→ **Problem description**: All of the data below must be repeated exactly.
START
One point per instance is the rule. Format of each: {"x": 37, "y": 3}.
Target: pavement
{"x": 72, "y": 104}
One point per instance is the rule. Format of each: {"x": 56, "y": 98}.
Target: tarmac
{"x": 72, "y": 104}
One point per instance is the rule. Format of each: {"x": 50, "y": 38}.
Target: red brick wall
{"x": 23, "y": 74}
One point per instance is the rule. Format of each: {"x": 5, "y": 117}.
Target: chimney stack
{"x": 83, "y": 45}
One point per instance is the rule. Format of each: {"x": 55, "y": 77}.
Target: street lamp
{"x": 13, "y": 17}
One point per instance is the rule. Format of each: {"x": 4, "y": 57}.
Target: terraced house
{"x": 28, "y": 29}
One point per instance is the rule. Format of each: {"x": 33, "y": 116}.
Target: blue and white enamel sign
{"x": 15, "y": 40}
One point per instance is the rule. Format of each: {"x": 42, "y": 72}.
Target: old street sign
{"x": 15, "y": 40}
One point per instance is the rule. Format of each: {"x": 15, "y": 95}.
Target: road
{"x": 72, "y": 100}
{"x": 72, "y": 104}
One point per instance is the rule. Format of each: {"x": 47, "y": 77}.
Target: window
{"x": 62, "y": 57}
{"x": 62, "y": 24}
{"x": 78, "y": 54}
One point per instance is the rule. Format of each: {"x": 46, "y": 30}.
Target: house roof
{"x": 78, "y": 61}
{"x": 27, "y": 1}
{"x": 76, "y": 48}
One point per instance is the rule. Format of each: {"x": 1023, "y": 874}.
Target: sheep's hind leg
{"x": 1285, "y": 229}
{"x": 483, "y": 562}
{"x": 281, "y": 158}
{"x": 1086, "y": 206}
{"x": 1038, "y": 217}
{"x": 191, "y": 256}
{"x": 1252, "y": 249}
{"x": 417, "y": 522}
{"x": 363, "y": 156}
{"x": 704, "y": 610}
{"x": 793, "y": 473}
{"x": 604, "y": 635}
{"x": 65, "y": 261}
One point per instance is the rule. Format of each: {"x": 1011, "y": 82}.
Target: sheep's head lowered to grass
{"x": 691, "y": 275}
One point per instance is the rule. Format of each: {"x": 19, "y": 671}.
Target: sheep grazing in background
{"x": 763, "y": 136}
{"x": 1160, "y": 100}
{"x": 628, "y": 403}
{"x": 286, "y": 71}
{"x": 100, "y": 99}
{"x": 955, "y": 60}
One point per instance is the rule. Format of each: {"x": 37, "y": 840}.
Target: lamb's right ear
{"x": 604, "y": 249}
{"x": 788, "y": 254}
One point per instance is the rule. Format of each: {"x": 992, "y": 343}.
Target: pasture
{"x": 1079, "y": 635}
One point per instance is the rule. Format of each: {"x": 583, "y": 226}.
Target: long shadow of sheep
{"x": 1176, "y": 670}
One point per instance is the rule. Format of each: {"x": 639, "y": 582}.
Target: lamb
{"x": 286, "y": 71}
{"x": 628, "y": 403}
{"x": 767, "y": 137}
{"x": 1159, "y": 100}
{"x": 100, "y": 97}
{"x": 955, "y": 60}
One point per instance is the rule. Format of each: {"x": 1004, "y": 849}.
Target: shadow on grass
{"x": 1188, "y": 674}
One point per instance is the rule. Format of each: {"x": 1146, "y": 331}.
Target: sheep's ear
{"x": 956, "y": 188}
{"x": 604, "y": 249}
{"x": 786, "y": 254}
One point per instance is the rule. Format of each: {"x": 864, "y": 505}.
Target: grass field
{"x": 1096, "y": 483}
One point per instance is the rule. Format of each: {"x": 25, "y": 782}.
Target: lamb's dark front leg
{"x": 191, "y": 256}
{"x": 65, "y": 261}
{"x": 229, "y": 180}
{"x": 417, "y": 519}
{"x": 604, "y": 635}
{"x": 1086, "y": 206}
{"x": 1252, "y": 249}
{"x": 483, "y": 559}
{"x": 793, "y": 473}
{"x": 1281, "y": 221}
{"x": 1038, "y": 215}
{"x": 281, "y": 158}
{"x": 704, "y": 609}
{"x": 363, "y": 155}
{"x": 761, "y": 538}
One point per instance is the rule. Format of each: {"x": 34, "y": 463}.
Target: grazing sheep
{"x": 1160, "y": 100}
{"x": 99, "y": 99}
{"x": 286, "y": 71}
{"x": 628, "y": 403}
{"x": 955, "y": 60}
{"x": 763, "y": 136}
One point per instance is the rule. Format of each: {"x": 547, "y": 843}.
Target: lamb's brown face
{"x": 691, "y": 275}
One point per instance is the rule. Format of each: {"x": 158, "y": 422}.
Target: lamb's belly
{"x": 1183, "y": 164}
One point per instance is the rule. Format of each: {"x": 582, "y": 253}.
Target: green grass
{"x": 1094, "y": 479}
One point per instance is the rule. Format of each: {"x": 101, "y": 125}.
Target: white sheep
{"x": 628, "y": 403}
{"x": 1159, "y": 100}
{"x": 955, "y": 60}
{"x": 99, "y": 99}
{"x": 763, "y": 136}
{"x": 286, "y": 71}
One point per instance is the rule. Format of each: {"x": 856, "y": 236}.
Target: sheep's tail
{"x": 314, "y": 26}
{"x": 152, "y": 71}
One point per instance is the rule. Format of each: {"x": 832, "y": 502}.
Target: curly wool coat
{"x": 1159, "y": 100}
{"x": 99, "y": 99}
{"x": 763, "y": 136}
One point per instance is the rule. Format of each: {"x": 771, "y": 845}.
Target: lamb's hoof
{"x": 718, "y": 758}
END
→ **Task result**:
One point per instance is the rule. Format of each: {"x": 37, "y": 3}.
Target: pavement
{"x": 72, "y": 104}
One point per instance is the rule. Format of each: {"x": 56, "y": 98}.
Target: tarmac
{"x": 72, "y": 104}
One point per instance is the rule. Format of each: {"x": 50, "y": 38}.
Target: red brick wall
{"x": 23, "y": 74}
One point per instance is the rule. Format of each: {"x": 5, "y": 117}.
Target: chimney stack
{"x": 83, "y": 45}
One point per instance is the rule. Format of each: {"x": 55, "y": 77}.
Target: street lamp
{"x": 13, "y": 17}
One point per instance is the rule. Format of each: {"x": 4, "y": 57}.
Target: terraced house
{"x": 28, "y": 29}
One point per instance is the rule. Format of each: {"x": 33, "y": 116}.
Target: blue and white enamel sign
{"x": 15, "y": 40}
One point per instance is the rule. Format of each: {"x": 42, "y": 72}.
Target: old street sign
{"x": 15, "y": 40}
One point per instance is the rule. Format of each: {"x": 15, "y": 95}.
Target: road
{"x": 72, "y": 100}
{"x": 72, "y": 104}
One point per instance is the rule. Format of each: {"x": 47, "y": 77}.
Target: window
{"x": 62, "y": 57}
{"x": 62, "y": 24}
{"x": 78, "y": 54}
One point per instance is the rule. Format of each: {"x": 46, "y": 30}.
Target: house roof
{"x": 78, "y": 61}
{"x": 27, "y": 1}
{"x": 76, "y": 48}
One point per instance is the rule. Format of each: {"x": 1023, "y": 874}.
Target: sheep's hind leg
{"x": 1285, "y": 229}
{"x": 483, "y": 562}
{"x": 281, "y": 158}
{"x": 1086, "y": 206}
{"x": 1038, "y": 217}
{"x": 191, "y": 256}
{"x": 1252, "y": 249}
{"x": 417, "y": 522}
{"x": 363, "y": 156}
{"x": 704, "y": 610}
{"x": 793, "y": 473}
{"x": 604, "y": 635}
{"x": 65, "y": 261}
One point per instance is the rule. Format of each: {"x": 1011, "y": 82}.
Target: sheep's head lowered to grass
{"x": 691, "y": 275}
One point per instance is the rule. Format of each: {"x": 19, "y": 671}.
Target: sheep grazing in background
{"x": 763, "y": 136}
{"x": 1160, "y": 100}
{"x": 628, "y": 403}
{"x": 286, "y": 71}
{"x": 100, "y": 99}
{"x": 955, "y": 60}
One point per instance is the rule. Format of each: {"x": 37, "y": 840}.
Target: lamb's right ear
{"x": 604, "y": 249}
{"x": 788, "y": 254}
One point per instance is the rule. Format of each: {"x": 992, "y": 343}.
Target: pasture
{"x": 1079, "y": 635}
One point per instance is the rule. Format of each: {"x": 583, "y": 226}.
Target: long shadow of sheep
{"x": 1176, "y": 670}
One point per instance is the rule. Format of each: {"x": 639, "y": 582}.
Target: lamb
{"x": 286, "y": 71}
{"x": 628, "y": 403}
{"x": 767, "y": 137}
{"x": 1159, "y": 100}
{"x": 100, "y": 97}
{"x": 955, "y": 60}
One point per instance is the rule. Format of each: {"x": 1004, "y": 849}.
Target: shadow on grass
{"x": 1188, "y": 674}
One point per instance is the rule. Format of each: {"x": 1146, "y": 331}.
Target: sheep's ear
{"x": 956, "y": 188}
{"x": 604, "y": 249}
{"x": 786, "y": 254}
One point per instance is the rule. Format of each: {"x": 864, "y": 505}.
Target: grass field
{"x": 1096, "y": 483}
One point per instance is the rule. Format of each: {"x": 25, "y": 782}.
Target: lamb's dark front leg
{"x": 191, "y": 256}
{"x": 65, "y": 261}
{"x": 229, "y": 180}
{"x": 417, "y": 519}
{"x": 604, "y": 635}
{"x": 1086, "y": 206}
{"x": 1252, "y": 249}
{"x": 483, "y": 559}
{"x": 793, "y": 473}
{"x": 1281, "y": 221}
{"x": 1038, "y": 215}
{"x": 281, "y": 158}
{"x": 704, "y": 609}
{"x": 363, "y": 155}
{"x": 761, "y": 538}
One point per instance is the rule. Format of each: {"x": 34, "y": 463}.
Target: grazing sheep
{"x": 1160, "y": 100}
{"x": 99, "y": 99}
{"x": 286, "y": 71}
{"x": 628, "y": 403}
{"x": 955, "y": 60}
{"x": 763, "y": 136}
One point per instance is the rule. Format of each: {"x": 547, "y": 843}.
Target: lamb's brown face
{"x": 691, "y": 275}
One point per instance is the rule. Format of each: {"x": 158, "y": 422}.
Target: lamb's belly
{"x": 1183, "y": 164}
One point per instance is the rule. Format of each: {"x": 582, "y": 253}.
Target: green grass
{"x": 1094, "y": 479}
One point per instance is the rule. Format of each: {"x": 101, "y": 125}.
Target: white sheep
{"x": 628, "y": 403}
{"x": 1159, "y": 100}
{"x": 955, "y": 60}
{"x": 99, "y": 99}
{"x": 763, "y": 136}
{"x": 286, "y": 71}
One point per instance is the rule. Format of each: {"x": 856, "y": 236}.
Target: sheep's tail
{"x": 314, "y": 26}
{"x": 152, "y": 71}
One point per instance is the rule. Format of each: {"x": 832, "y": 502}.
Target: curly wool coat
{"x": 1159, "y": 100}
{"x": 99, "y": 99}
{"x": 763, "y": 136}
One point per instance is the rule. Format of each: {"x": 771, "y": 845}.
Target: lamb's hoof
{"x": 718, "y": 758}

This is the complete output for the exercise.